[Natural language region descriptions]
————

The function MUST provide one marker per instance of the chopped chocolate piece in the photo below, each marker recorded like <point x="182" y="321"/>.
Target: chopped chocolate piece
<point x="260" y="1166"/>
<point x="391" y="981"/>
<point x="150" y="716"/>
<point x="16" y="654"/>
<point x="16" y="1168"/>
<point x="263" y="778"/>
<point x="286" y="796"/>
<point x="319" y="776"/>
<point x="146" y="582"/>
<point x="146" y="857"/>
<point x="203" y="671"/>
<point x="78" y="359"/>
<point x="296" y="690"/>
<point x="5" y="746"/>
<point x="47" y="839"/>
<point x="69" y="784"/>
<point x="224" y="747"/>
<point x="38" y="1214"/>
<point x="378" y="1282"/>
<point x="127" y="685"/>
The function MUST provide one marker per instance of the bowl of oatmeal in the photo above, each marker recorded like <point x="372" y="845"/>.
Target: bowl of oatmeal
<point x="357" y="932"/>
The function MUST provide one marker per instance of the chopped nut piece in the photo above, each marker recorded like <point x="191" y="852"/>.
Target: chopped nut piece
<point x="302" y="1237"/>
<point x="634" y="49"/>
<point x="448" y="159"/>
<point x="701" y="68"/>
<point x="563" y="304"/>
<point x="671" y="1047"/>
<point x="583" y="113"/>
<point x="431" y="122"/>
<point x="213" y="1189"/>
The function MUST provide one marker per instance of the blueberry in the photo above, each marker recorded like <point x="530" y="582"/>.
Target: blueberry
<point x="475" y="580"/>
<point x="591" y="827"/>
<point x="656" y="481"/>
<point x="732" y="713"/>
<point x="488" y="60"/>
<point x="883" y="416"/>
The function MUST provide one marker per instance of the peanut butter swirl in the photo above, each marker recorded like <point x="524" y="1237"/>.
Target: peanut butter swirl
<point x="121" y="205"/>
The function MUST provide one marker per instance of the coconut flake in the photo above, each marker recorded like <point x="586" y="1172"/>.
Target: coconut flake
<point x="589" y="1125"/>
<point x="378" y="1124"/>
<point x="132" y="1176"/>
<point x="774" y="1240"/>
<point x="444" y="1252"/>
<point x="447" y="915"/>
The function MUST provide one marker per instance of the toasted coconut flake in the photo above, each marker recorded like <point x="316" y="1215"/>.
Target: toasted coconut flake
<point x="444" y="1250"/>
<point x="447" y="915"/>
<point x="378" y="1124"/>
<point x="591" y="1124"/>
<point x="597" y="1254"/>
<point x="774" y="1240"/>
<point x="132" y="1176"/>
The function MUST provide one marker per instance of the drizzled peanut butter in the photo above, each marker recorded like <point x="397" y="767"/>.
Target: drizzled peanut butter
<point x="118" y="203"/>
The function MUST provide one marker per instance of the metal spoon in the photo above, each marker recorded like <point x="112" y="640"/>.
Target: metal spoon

————

* _Task item_
Report each line in the preceding entries that holds the string "marker".

* _Answer to this task_
The function MUST provide one marker per instance of the chopped chocolate piece in the photo below, each marker recorded like <point x="182" y="321"/>.
The function MUST provide one marker per instance of the bowl of oatmeal in the photo above, each marker recorded like <point x="372" y="845"/>.
The function MUST provide one marker per instance of the chopped nut piece in the photo above, each marker recorded like <point x="191" y="852"/>.
The function MUST provide one marker per instance of the blueberry in the photo above, each marker recorded like <point x="530" y="582"/>.
The function MUST provide one marker per instance of the peanut butter swirl in the photo above, each marker recorded like <point x="524" y="1237"/>.
The function MUST provide one marker per instance of the coconut flake in the photo above, each marker recorded like <point x="586" y="1172"/>.
The function MUST provide one marker per instance of the toasted coconut flake in the photo above, each marker recorded like <point x="316" y="1215"/>.
The function MUST provide one marker per instance of the drizzled peanut butter in the photo above, each marker recorded like <point x="397" y="767"/>.
The function MUST provide one marker per instance of the metal spoon in the photo above, each marker recorded like <point x="112" y="640"/>.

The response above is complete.